* Stated exercise
Shift the answer coordinates by adding -113 to every number in them, and write out in full each line of the data between the lines holding "like [(307, 447)]." and "[(277, 299)]", inclusive. Keep everything else in those lines as it stands.
____
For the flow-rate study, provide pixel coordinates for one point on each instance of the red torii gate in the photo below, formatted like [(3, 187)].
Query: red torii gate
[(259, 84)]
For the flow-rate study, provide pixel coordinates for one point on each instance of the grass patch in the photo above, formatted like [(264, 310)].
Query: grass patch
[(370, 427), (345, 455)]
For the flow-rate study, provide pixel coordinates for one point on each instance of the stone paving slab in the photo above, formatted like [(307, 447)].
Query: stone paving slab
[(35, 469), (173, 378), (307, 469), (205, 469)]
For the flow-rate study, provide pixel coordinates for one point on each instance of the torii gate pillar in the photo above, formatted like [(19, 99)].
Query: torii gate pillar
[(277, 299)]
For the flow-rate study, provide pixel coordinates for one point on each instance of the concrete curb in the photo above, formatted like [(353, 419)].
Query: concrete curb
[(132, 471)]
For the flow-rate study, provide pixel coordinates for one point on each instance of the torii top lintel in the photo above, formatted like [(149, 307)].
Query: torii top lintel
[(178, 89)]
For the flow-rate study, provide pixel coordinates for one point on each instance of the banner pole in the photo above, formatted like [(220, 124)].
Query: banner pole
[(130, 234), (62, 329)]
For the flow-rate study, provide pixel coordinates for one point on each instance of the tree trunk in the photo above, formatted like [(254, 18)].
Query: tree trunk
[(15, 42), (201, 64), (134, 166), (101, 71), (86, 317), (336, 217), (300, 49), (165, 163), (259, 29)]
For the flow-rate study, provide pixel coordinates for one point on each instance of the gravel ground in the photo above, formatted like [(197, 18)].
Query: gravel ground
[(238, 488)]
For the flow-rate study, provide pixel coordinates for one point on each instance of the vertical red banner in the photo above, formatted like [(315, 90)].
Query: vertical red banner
____
* Answer for this exercise
For the flow-rate study, provide pixel coordinates for one point on each instance of the stone paving slab in the photo above, formatted like [(307, 447)].
Query: stone paving slab
[(-78, 356), (60, 265), (194, 356), (92, 356)]
For the flow-rate study, provide pixel coordinates for one point on each instance of the torii gate pillar in the photo above, formatted like [(19, 99)].
Query: torii gate pillar
[(164, 186)]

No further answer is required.